** Begin DATA SECTION **
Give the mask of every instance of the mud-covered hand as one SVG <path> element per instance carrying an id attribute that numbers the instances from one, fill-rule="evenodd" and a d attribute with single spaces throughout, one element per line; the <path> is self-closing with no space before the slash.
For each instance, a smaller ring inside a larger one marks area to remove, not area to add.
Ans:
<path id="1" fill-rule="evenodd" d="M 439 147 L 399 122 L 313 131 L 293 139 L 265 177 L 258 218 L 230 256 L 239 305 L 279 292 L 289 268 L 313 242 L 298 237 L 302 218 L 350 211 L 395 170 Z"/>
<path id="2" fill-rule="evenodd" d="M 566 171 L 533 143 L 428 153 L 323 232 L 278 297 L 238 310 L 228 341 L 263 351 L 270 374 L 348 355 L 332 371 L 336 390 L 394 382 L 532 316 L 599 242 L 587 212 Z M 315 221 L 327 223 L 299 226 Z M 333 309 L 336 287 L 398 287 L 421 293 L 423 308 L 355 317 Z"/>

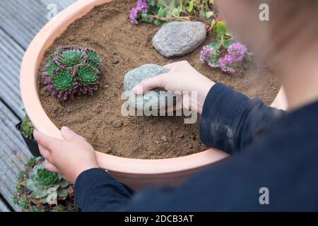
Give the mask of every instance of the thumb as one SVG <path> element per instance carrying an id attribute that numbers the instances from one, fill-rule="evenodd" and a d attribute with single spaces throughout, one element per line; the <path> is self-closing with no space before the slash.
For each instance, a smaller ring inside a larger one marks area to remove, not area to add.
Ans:
<path id="1" fill-rule="evenodd" d="M 63 138 L 66 141 L 71 141 L 73 139 L 76 133 L 74 131 L 69 129 L 67 126 L 63 126 L 61 128 L 61 133 Z"/>
<path id="2" fill-rule="evenodd" d="M 155 88 L 163 88 L 163 73 L 159 76 L 143 80 L 139 84 L 134 87 L 131 91 L 136 95 L 141 95 Z"/>

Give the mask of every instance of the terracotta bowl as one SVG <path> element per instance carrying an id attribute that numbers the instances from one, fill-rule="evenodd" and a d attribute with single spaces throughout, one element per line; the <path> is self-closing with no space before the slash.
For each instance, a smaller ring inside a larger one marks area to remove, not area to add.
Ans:
<path id="1" fill-rule="evenodd" d="M 69 6 L 39 32 L 25 54 L 20 78 L 22 100 L 35 128 L 47 135 L 62 139 L 59 129 L 41 106 L 37 94 L 37 76 L 45 52 L 75 20 L 88 13 L 94 6 L 108 1 L 110 0 L 80 0 Z M 274 103 L 277 107 L 285 107 L 283 91 Z M 177 184 L 196 170 L 228 156 L 212 148 L 188 156 L 162 160 L 130 159 L 96 152 L 101 168 L 108 170 L 118 180 L 134 189 Z"/>

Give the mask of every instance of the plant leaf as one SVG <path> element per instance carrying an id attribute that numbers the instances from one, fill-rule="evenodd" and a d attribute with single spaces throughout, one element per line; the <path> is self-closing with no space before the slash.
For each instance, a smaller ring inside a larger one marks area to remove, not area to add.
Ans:
<path id="1" fill-rule="evenodd" d="M 69 183 L 68 181 L 66 181 L 65 179 L 63 179 L 62 181 L 59 182 L 59 187 L 61 189 L 64 189 L 66 186 L 68 186 L 69 185 Z"/>
<path id="2" fill-rule="evenodd" d="M 160 8 L 163 7 L 165 4 L 165 0 L 159 0 L 157 3 L 157 6 Z"/>
<path id="3" fill-rule="evenodd" d="M 211 18 L 212 16 L 213 16 L 214 13 L 213 11 L 208 11 L 206 13 L 206 18 L 207 19 L 209 19 Z"/>
<path id="4" fill-rule="evenodd" d="M 235 40 L 232 38 L 230 38 L 228 40 L 225 40 L 223 41 L 223 47 L 228 49 L 230 44 L 233 44 Z"/>
<path id="5" fill-rule="evenodd" d="M 32 193 L 32 196 L 35 198 L 41 198 L 45 197 L 47 195 L 47 189 L 38 189 Z"/>
<path id="6" fill-rule="evenodd" d="M 191 13 L 193 10 L 193 0 L 191 0 L 190 2 L 189 3 L 189 6 L 188 6 L 188 11 L 189 13 Z"/>
<path id="7" fill-rule="evenodd" d="M 33 182 L 33 181 L 30 179 L 27 179 L 25 180 L 25 187 L 28 189 L 28 190 L 30 190 L 31 191 L 36 191 L 37 189 L 35 183 Z"/>
<path id="8" fill-rule="evenodd" d="M 59 189 L 57 190 L 59 197 L 64 198 L 69 195 L 69 190 L 67 189 Z"/>

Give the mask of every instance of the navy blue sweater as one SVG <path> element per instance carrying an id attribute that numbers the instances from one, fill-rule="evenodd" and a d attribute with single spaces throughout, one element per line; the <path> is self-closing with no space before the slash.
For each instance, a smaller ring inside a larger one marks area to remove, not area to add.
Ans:
<path id="1" fill-rule="evenodd" d="M 75 201 L 83 211 L 318 210 L 317 128 L 318 102 L 283 112 L 217 83 L 201 138 L 232 157 L 179 187 L 136 193 L 91 169 L 78 177 Z"/>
** End DATA SECTION **
● TASK STATEMENT: Please rewrite the items above with every occurrence of "mask" changed to "segmentation", keeping everything else unchanged, and leave the pictures out.

● RESPONSE BELOW:
Give the segmentation of every instance of the mud-covered hand as one SVG <path> element per instance carrying an id attribute that numbers the instances from one, fill-rule="evenodd" and a d attribute with single spaces throughout, one element per line; the <path> is self-closing with no space before the slash.
For each instance, a smaller ring inside a larger one marks area to remove, not area to add.
Ans:
<path id="1" fill-rule="evenodd" d="M 439 147 L 399 122 L 313 131 L 293 139 L 265 177 L 258 218 L 230 256 L 239 305 L 279 292 L 289 268 L 313 242 L 298 237 L 302 218 L 350 211 L 395 170 Z"/>
<path id="2" fill-rule="evenodd" d="M 566 171 L 533 143 L 428 153 L 323 232 L 278 297 L 238 310 L 228 341 L 263 351 L 270 374 L 348 355 L 332 371 L 336 390 L 394 382 L 532 316 L 599 242 L 587 212 Z M 315 221 L 327 223 L 299 226 Z M 333 309 L 336 287 L 398 287 L 421 293 L 423 308 L 355 317 Z"/>

Give the segmentation of every instance of the thumb as one SVG <path> element per instance carrying an id attribute that numbers the instances from one, fill-rule="evenodd" and a d attribute with single spaces throughout, one element per line; the <path> is self-closing with no space before the slash.
For each instance, a smaller ring inside a larger one marks area to remove, not area to add.
Ans:
<path id="1" fill-rule="evenodd" d="M 63 138 L 66 141 L 71 141 L 73 139 L 76 133 L 74 131 L 69 129 L 67 126 L 63 126 L 61 128 L 61 133 Z"/>
<path id="2" fill-rule="evenodd" d="M 155 88 L 163 88 L 163 73 L 159 76 L 143 80 L 139 84 L 134 87 L 131 91 L 136 95 L 141 95 Z"/>

Give the segmentation of every instance of the terracotta bowl as one SVG <path> element per instance carrying an id attribute that numbers the instances from one, fill-rule="evenodd" and a d attribute with single spaces throughout, one element per line; the <path> is self-closing with no space before the slash.
For each instance, a smaller ring inside a larger one marks area to remove, not area to add.
Ans:
<path id="1" fill-rule="evenodd" d="M 69 6 L 39 32 L 25 54 L 20 78 L 22 100 L 35 128 L 47 135 L 62 139 L 59 129 L 41 106 L 37 94 L 37 76 L 45 52 L 75 20 L 88 13 L 94 6 L 108 1 L 110 0 L 80 0 Z M 274 103 L 277 107 L 285 107 L 283 91 Z M 177 184 L 196 170 L 228 156 L 212 148 L 188 156 L 162 160 L 130 159 L 96 152 L 101 168 L 108 170 L 118 180 L 134 189 Z"/>

Give the segmentation of every instance of the plant leaf as one SVG <path> element per instance carrying an id attribute that numbers the instances from one, fill-rule="evenodd" and a d attribute with single spaces throughout, one element per line; the <path> is self-closing with no space before the slash.
For each instance, a smaller ring inside a larger one marks area to remove, not area to add.
Ans:
<path id="1" fill-rule="evenodd" d="M 69 183 L 68 181 L 66 181 L 65 179 L 63 179 L 62 181 L 59 182 L 59 187 L 61 189 L 64 189 L 66 186 L 68 186 L 69 185 Z"/>
<path id="2" fill-rule="evenodd" d="M 160 8 L 163 7 L 165 4 L 165 0 L 159 0 L 157 3 L 157 6 Z"/>
<path id="3" fill-rule="evenodd" d="M 211 18 L 212 16 L 213 16 L 214 13 L 213 11 L 208 11 L 206 13 L 206 18 L 207 19 L 209 19 Z"/>
<path id="4" fill-rule="evenodd" d="M 235 40 L 232 38 L 230 38 L 228 40 L 225 40 L 223 41 L 223 47 L 228 49 L 230 44 L 233 44 Z"/>
<path id="5" fill-rule="evenodd" d="M 32 193 L 32 196 L 35 198 L 41 198 L 45 197 L 47 195 L 47 189 L 38 189 Z"/>
<path id="6" fill-rule="evenodd" d="M 191 13 L 193 10 L 193 0 L 191 0 L 190 2 L 189 3 L 189 6 L 188 6 L 188 11 L 189 13 Z"/>
<path id="7" fill-rule="evenodd" d="M 33 182 L 33 181 L 30 179 L 27 179 L 25 180 L 25 187 L 28 189 L 28 190 L 30 190 L 31 191 L 36 191 L 37 189 L 35 183 Z"/>
<path id="8" fill-rule="evenodd" d="M 59 189 L 57 190 L 59 197 L 64 198 L 69 195 L 69 190 L 67 189 Z"/>

Give the segmentation of every instance of the navy blue sweater as one SVG <path> element per instance carrying an id attribute that numbers the instances from one, fill-rule="evenodd" and a d attribute with single spaces throughout, one element per line; the <path> is self-closing with no space before the slash.
For each instance, a smaller ring inside a larger one marks area to remove, not area to add.
Ans:
<path id="1" fill-rule="evenodd" d="M 75 201 L 83 211 L 318 210 L 317 128 L 318 102 L 283 112 L 217 83 L 201 138 L 232 157 L 179 187 L 136 193 L 91 169 L 78 177 Z"/>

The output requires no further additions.